** Podany tekst **
Gdyby na ulicy kilka lat temu zrobić sondę i postawić pytanie: z czym ci się kojarzy zwrot „Zosiu, Zośko, hej Zosieńko” to z prawdopodobieństwem równym jedności można by się spodziewać odpowiedzi, że pewnie chodzi o jakąś o jakąś ckliwą piosenkę miłosną i to z okresu II RP (albo wczesnego PRL-u). Bo przecież dziś imiona dzieci – a w tym dziewczynek głównie – nadawane są zgodnie z ramówką wyświetlanych tasiemcowych, mydlanych seriali TV.
Tak byłoby kilka lat temu. Bo dziś, dzień po śpiewaniu przez mieszkańców Warszawy (ale zapewne nie tylko bo przecież przez widzów przed telewizorami) nie-zakazanych powstańczych pieśni byłoby zupełnie inaczej. Jestem pewien, że bardzo wielu pytanych na ulicy przypadkowych przechodniów powiedziałoby jednym tchem: "to pieśń batalionu powstańczego „Zośka!”
To jest nieprawdopodobny fenomen jak Powstanie Warszawskie wybucha na naszych oczach na nowo. Na pohybel komuchom, którzy przez lata tłumili pamięć o zaplutych karłach reakcji. Na przekór wpływowym żydowskim środowiskom, które przez lata forsowały w świecie wersję, że jeżeli jakiekolwiek powstanie w Warszawie w czasie II wojny światowej to tylko Powstanie w Getcie. No i przeciwko naszym zwolennikom partii szmalcowników i wszelkiego tałatajstwa, którzy przez ostanie lata robili bardzo dużo aby tę pamięć poniżyć lub ośmieszyć.

** Podany materiał **
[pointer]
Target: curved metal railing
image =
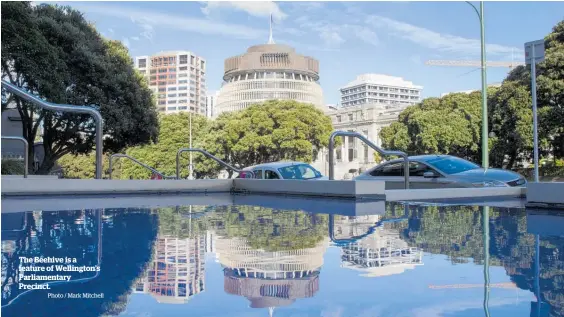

** Treść zadania **
Zredaguj fragment tekstu o Powstaniu Warszawskim, zaczynając od „Gdyby na ulicy” i kończąc na „mydlanych seriali TV.”, tak aby zamiast „piosenkę miłosną” stało „balladę miłosną”.

** Rozwiązanie zadania **
Gdyby na ulicy kilka lat temu zrobić sondę i postawić pytanie: z czym ci się kojarzy zwrot „Zosiu, Zośko, hej Zosieńko” to z prawdopodobieństwem równym jedności można by się spodziewać odpowiedzi, że pewnie chodzi o jakąś o jakąś ckliwą balladę miłosną i to z okresu II RP (albo wczesnego PRL-u). Bo przecież dziś imiona dzieci – a w tym dziewczynek głównie – nadawane są zgodnie z ramówką wyświetlanych tasiemcowych, mydlanych seriali TV.